**What is expected**
In the data below, copy out word for word the lines starting with the one that contains "Mark one point per instance of the damaged" and continuing through the end of the data.

A run of records:
═══

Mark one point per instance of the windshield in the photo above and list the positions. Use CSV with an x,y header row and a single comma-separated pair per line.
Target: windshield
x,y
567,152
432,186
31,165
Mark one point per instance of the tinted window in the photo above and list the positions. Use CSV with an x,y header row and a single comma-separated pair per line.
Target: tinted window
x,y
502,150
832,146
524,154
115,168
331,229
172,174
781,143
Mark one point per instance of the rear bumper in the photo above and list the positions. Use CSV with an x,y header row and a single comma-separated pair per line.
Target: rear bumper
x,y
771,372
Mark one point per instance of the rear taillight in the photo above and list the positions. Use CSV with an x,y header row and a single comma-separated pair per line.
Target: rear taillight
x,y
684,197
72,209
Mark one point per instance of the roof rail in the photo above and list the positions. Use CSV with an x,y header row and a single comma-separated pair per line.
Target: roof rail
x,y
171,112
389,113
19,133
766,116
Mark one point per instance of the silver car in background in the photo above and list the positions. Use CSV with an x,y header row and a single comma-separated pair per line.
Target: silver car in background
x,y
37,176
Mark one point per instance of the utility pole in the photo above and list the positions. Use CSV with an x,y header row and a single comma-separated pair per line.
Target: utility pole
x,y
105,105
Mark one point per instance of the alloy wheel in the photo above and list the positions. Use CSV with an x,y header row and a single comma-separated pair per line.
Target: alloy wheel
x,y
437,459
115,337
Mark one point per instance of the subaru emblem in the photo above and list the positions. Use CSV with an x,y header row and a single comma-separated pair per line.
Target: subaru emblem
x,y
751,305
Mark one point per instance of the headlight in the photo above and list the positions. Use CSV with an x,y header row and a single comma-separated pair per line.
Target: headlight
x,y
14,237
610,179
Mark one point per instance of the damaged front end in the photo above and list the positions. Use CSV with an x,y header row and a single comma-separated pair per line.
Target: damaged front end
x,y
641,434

═══

**Output**
Mark one point per instance of the damaged front end in the photo above and list the positions. Use CSV with an x,y header row and a single comma-separated pair per line.
Target: damaged front end
x,y
641,434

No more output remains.